Could you reproduce all of the material below word for word, leaving the pictures out of your answer?

*** Records for processing

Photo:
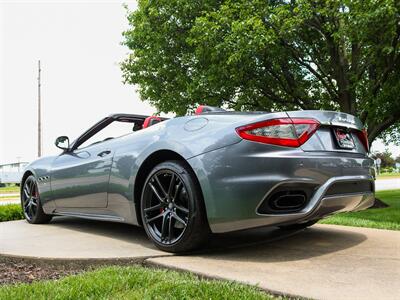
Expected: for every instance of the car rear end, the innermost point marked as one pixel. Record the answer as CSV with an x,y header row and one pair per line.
x,y
288,168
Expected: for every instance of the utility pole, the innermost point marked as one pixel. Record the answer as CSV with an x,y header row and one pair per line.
x,y
39,114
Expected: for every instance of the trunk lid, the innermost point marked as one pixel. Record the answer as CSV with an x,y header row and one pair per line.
x,y
339,132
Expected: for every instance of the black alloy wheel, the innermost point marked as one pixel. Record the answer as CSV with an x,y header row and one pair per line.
x,y
30,202
171,207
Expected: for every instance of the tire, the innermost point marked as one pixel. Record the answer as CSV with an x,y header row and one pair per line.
x,y
299,226
172,208
30,202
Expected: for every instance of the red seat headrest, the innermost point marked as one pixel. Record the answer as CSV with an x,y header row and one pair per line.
x,y
151,121
205,108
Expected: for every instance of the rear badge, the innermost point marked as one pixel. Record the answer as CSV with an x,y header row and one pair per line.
x,y
344,138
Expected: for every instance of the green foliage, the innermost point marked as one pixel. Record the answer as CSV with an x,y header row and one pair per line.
x,y
10,212
269,55
381,218
132,283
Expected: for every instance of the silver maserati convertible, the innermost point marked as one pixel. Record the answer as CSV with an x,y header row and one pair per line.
x,y
214,171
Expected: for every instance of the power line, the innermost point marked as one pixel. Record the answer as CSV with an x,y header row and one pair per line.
x,y
39,114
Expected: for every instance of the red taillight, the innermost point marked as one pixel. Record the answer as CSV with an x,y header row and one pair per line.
x,y
283,132
363,137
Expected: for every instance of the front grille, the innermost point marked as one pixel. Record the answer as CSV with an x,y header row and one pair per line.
x,y
350,187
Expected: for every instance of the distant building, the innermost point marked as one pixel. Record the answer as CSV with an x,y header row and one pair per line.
x,y
12,173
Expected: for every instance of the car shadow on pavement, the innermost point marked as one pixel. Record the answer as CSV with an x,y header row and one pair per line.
x,y
259,244
275,245
114,230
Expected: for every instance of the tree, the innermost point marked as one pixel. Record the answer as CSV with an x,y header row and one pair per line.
x,y
270,55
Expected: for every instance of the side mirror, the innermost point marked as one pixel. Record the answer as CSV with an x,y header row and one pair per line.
x,y
62,142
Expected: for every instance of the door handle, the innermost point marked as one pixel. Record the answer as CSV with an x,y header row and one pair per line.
x,y
104,153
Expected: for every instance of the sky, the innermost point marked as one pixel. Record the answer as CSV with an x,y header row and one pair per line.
x,y
79,45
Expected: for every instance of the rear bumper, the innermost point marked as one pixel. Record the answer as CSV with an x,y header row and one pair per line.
x,y
235,181
322,205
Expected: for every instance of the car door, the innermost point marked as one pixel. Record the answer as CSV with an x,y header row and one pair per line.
x,y
80,177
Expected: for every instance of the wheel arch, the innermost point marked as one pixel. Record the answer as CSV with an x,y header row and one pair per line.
x,y
148,164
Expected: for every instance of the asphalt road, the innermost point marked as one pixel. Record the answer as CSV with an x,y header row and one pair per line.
x,y
322,262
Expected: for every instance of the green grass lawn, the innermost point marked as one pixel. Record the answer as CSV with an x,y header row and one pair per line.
x,y
381,218
388,176
9,189
132,282
5,196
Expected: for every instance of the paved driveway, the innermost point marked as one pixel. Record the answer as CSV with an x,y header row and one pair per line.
x,y
324,262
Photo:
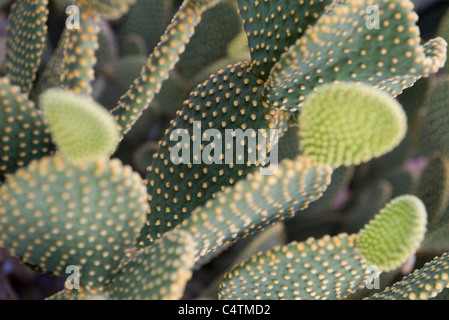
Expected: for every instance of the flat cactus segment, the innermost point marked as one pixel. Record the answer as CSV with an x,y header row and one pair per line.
x,y
79,294
229,100
217,28
394,234
340,47
147,19
55,214
82,129
79,53
324,269
273,26
158,272
346,124
25,41
255,203
109,9
160,63
24,136
423,284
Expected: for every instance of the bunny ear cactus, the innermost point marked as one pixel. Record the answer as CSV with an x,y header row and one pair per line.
x,y
314,59
320,268
82,129
319,77
355,124
25,42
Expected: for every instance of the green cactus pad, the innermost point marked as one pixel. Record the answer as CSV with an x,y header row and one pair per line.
x,y
79,53
230,99
25,41
160,63
423,284
273,26
159,272
82,128
54,214
217,28
109,9
255,203
324,269
346,124
394,234
24,136
79,294
147,19
340,47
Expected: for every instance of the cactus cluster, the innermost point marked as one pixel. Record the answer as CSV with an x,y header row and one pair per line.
x,y
346,183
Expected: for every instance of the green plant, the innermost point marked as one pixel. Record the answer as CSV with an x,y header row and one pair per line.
x,y
318,75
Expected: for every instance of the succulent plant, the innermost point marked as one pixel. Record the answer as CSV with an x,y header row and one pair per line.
x,y
343,133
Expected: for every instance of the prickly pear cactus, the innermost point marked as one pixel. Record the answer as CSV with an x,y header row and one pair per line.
x,y
149,140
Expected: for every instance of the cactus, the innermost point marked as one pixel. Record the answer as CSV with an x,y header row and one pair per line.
x,y
102,170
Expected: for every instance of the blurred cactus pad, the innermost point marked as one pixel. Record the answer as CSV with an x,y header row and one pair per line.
x,y
224,149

******

■ Answer to the task:
Photo:
Expected: for every instance of the car rear end, the innermost point marked as one pixel. Record the answer as CSV with an x,y header row and one pair per line.
x,y
288,168
Expected: for every instance of the utility pole, the innermost point marked as one pixel. Record the answer as CSV with an x,y header row and one pair per line.
x,y
39,114
Expected: for every instance of the trunk lid, the innermost point marked as one pixel. Record the answer as CSV with an x,y header row and one pair per line.
x,y
339,132
Expected: for every instance of the black alloy wheel, the innermost point marked as one pixel. Record the answer as CSV with an x,y header row and one pair per line.
x,y
30,202
171,207
Expected: for every instance of the tire, the innermost point marked as one pixel. Record the answer as CSV with an x,y header row and one pair per line.
x,y
299,226
172,208
30,202
Expected: for every instance of the red seat headrest, the innermost point marked as one pixel. Record the answer as CSV with an x,y header row and one pair per line.
x,y
151,121
205,108
Expected: for every instance of the rear badge, the innermost point marked as one pixel. Record the answer as CSV with an x,y header row and one pair per line.
x,y
344,138
Expected: for every instance of the green foliage, the innermost point marked as one pixel. Record the answer as CSV with an x,y header row and one pair per line.
x,y
10,212
269,55
381,218
132,283
Expected: for every instance of the silver maserati convertible, the innermost point marked as one pixel. Record the answer as CSV with an x,y header row and one pair per line.
x,y
214,171
Expected: for every instance of the power line, the innermost point marked as one pixel. Record the answer as CSV with an x,y header row and one pair per line.
x,y
39,114
Expected: for every instance of the red taillight, the innermost point marked as one pixel. Record the answer as CSV with an x,y header row and one pair per line.
x,y
283,132
363,137
Expected: for every instance of the front grille, the innermost point marked as one pixel. Record the answer as CSV with an x,y header row and one pair per line.
x,y
350,187
Expected: for every instance of the distant building, the innermost point marked as one pixel. Record the answer as CSV with an x,y header row and one pair per line.
x,y
12,173
Expected: for every instance of the car shadow on pavement, the innermost point marked as one pixel. Record the answer as CSV with an x,y header row and one pair per line.
x,y
259,244
275,245
114,230
Expected: for every instance of the tree, the innermost point marked as one pixel. Record the answer as CSV with an x,y header row and one pair per line.
x,y
270,55
Expected: for every instance of the side mirror, the innermost point marked as one pixel. Record the answer as CSV with an x,y header row and one pair per line.
x,y
62,142
Expected: for every instance of the door handle, the innermost point marked as one pixel. Record the answer as CSV with an x,y header row and one pair per line.
x,y
104,153
Expected: for every instance of the sky, the innermost point marked as one pixel. Record the answer as CSV with an x,y header row and one pair per line.
x,y
79,45
Expected: for every instance of the rear bumper, the innermost point marked as one pixel. Record the answer as CSV with an x,y header row and one pair per line.
x,y
235,181
322,205
Expected: for every instance of the car door, the innermost point marked as one pixel. Record the answer as CSV with an x,y header row and one pair per line.
x,y
80,177
Expected: for every instance of the wheel arch, the innermost point marked as one pixel. Record the answer as CSV with an x,y header row and one pair per line.
x,y
148,164
Expected: for every instance of the asphalt road, the innermost point marked as one pixel. Record the answer as CSV with an x,y header row and one pair per line.
x,y
322,262
Expected: for every instance of the green grass lawn, the innermost point marked as one pixel. Record the answer as CSV with an x,y header row and one pair per line.
x,y
381,218
388,176
9,189
132,282
5,196
Expected: for every instance of the paved driveway, the innermost point marked as one pixel. Record the answer as CSV with an x,y header row and one pair per line.
x,y
324,262
Photo:
Expected: for every instance of the flat cactus segment, the innermost point marked as one pixel. Record the answer as CSV with an x,y header row and one pair per line.
x,y
79,294
229,100
217,28
394,234
340,47
147,19
55,214
82,129
79,53
324,269
273,26
158,272
346,124
25,41
255,203
109,9
160,63
24,136
423,284
Expected: for every instance of the bunny ear cactus, the innermost point marked as one pixel. Record the answer as CSV with an x,y header row and one pair per line.
x,y
314,59
320,268
82,129
319,77
355,124
25,42
Expected: for every instance of the green cactus pad, the innermost point marked as one pixel. Record the answer as CSV with an x,y header row and one pair per line.
x,y
79,53
230,99
25,41
160,63
423,284
273,26
159,272
82,128
54,214
217,28
109,9
255,203
324,269
346,124
394,234
24,136
79,294
147,19
340,47
Expected: for every instance of the cactus cluster, the innermost point marked as one pixel. Record the answer as CSV with an x,y header row and one pair per line.
x,y
346,183
Expected: for every instance of the green plant, the innermost point marked as one pixel. Record the answer as CSV with an x,y header row and one pair per line.
x,y
318,75
Expected: for every instance of the succulent plant, the innermost point marked as one pixel. Record the answer as CSV with an x,y header row and one pair per line.
x,y
343,133
Expected: for every instance of the prickly pear cactus, the innermost point marked as one pixel. Record the answer as CSV with an x,y header row and one pair per line.
x,y
149,140
Expected: for every instance of the cactus, the innermost point marked as one pixel. Record the answer as CSV with an x,y header row and one pair per line.
x,y
102,170
Expected: for every instance of the blurred cactus pad, the innermost point marked as one pixel. Record the answer as CSV with an x,y header row and one pair per line.
x,y
224,149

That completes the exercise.